▶ 과제 설명
아래 이진 분류기 성능 측정 글을 마지막 문장 다음부터 이어서 써 주세요.

▶ 읽기 자료

==*==

핸즈온 머신러닝

핸즈온 머신러닝 - 3

Choi재혁

|2024. 6. 15. 23:14

참고 : 핸즈온 머신러닝 2판

이진 분류기

mnist를 활용한 5, 5아님 분류기
sklearn의 SGDClassifier 모델 사용
- SGD (확률적 경사 하강법)은 매우 큰 데이터셋을 효율적으로 처리하는 장점을 가짐
- SGD는 한번에 하나씩 훈련 샘플을 독립적으로 처리함

from sklearn.linear_model import SGDClassifier

sgd_clf = SGDClassifier(max_iter=1000, tol=1e-3, random_state=42)
sgd_clf.fit(X_train, y_train_5)

SGDClassifier은 훈련하는데 무작위성을 사용

성능 측정

교차 검증
- skleran의 cross_val_score 함수와 유사한 작업 수행하는 예시

from sklearn.model_selection import StratifiedKFold
from sklearn.base import clone

# shuffle=False가 기본값이기 때문에 random_state를 삭제하던지 shuffle=True로 지정하라는 경고가 발생합니다.
# 0.24버전부터는 에러가 발생할 예정이므로 향후 버전을 위해 shuffle=True을 지정합니다.
skfolds = StratifiedKFold(n_splits=3, random_state=42, shuffle=True)

for train_index, test_index in skfolds.split(X_train, y_train_5):
    clone_clf = clone(sgd_clf)
    X_train_folds = X_train[train_index]
    y_train_folds = y_train_5[train_index]
    X_test_fold = X_train[test_index]
    y_test_fold = y_train_5[test_index]

    clone_clf.fit(X_train_folds, y_train_folds)
    y_pred = clone_clf.predict(X_test_fold)
    n_correct = sum(y_pred == y_test_fold)
    print(n_correct / len(y_pred))

위 과정을 cross_val_score로 표현하면

cross_val_score() 함수로 폴드가 3개인 k-겹 교차 검증을 사용해 SGDClassifier 평가

from sklearn.model_selection import cross_val_score
cross_val_score(sgd_clf, X_train, y_train_5, cv=3, scoring="accuracy")

==*==

▶ 데이터 내용
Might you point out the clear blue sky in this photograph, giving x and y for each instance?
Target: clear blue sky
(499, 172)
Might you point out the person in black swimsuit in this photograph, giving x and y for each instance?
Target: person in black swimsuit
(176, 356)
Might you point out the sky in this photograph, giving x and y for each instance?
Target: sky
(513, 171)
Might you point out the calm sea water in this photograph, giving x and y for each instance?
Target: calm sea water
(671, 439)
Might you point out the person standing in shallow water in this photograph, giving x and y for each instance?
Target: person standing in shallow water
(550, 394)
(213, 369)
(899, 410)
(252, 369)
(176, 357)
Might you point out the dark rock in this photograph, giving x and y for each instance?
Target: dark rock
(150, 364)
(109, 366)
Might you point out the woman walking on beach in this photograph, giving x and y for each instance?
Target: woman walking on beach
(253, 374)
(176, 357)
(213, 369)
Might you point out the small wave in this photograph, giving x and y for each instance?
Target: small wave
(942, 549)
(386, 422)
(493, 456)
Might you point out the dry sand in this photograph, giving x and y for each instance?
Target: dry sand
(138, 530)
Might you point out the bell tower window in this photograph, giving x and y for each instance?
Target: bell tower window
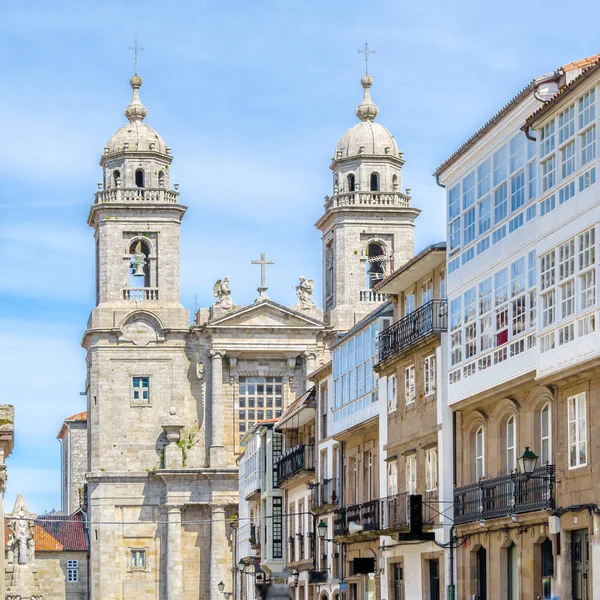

==*==

▶ 과제 답안
클래스를 분류하는 더미 분류기 작성

from sklearn.base import BaseEstimator
class Never5Classifier(BaseEstimator):
    def fit(self, X, y=None):
        pass
    def predict(self, X):
        return np.zeros((len(X), 1), dtype=bool)

never_5_clf = Never5Classifier()
cross_val_score(never_5_clf, X_train, y_train_5, cv=3, scoring="accuracy")
>>> array([0.91125, 0.90855, 0.90915])

아무런 학습을 수행하지 않아도 정확도 90% 이상
불균형 데이터셋을 다룰때 이러한 분류 성능 문제가 발생

오차 행렬

분류기의 성능을 평가하는 방법
cross_val_predict() 함수를 통해 사용가능
cross_val_score 함수처럼 cross_val_predict 함수는 k-겹 교차 검증을 수행하지만 평가 점수를 반환하지 않고 각 테스트 폴드에서 얻은 예측을 반환

from sklearn.model_selection import cross_val_predict

y_train_pred = cross_val_predict(sgd_clf, X_train, y_train_5, cv=3)

오차 행렬

오차 행렬의 행은 실제 클래스를 의미, 열은 예측한 클래스를 의미
- 밑의 결과의 첫 행은 '5 아님' 이미지에 대한 것 53892개를 '5 아님'으로 정확하게 판단, 687을 5라고 잘못 판단
- 두번째 행은 5에 대한 이미지, 1891을 5아님으로 잘못 판단, 3530을 5라고 맞게 판단

from sklearn.metrics import confusion_matrix

confusion_matrix(y_train_5, y_train_pred)

>> array([[53892,   687],
           [ 1891,  3530]])

오차 행렬은 많은 정보를 제공하지만 요약된 지표를 통해 빠르게 판단해야 하는 상황이 필요함

정밀도(Precision)

예측을 Positive로 한 대상(FP + TP) 중 예측과 실제 값이 Positive로 일치한 데이터(TP)의 비율
TP / (FP + TP) (TP : 진짜 양성의 수, FP : 가짜 양성의 수)

재현율(Recall)

실제가 Positive인 대상(FN + TP) 중 예측과 실제 값이 Positive로 일치한 데이터(TP)의 비율
TP / (FN + TP)
민감도 라고도 함

정밀도와 재현율

from sklearn.metrics import precision_score, recall_score

# 정밀도
precision_score(y_train_5, y_train_pred)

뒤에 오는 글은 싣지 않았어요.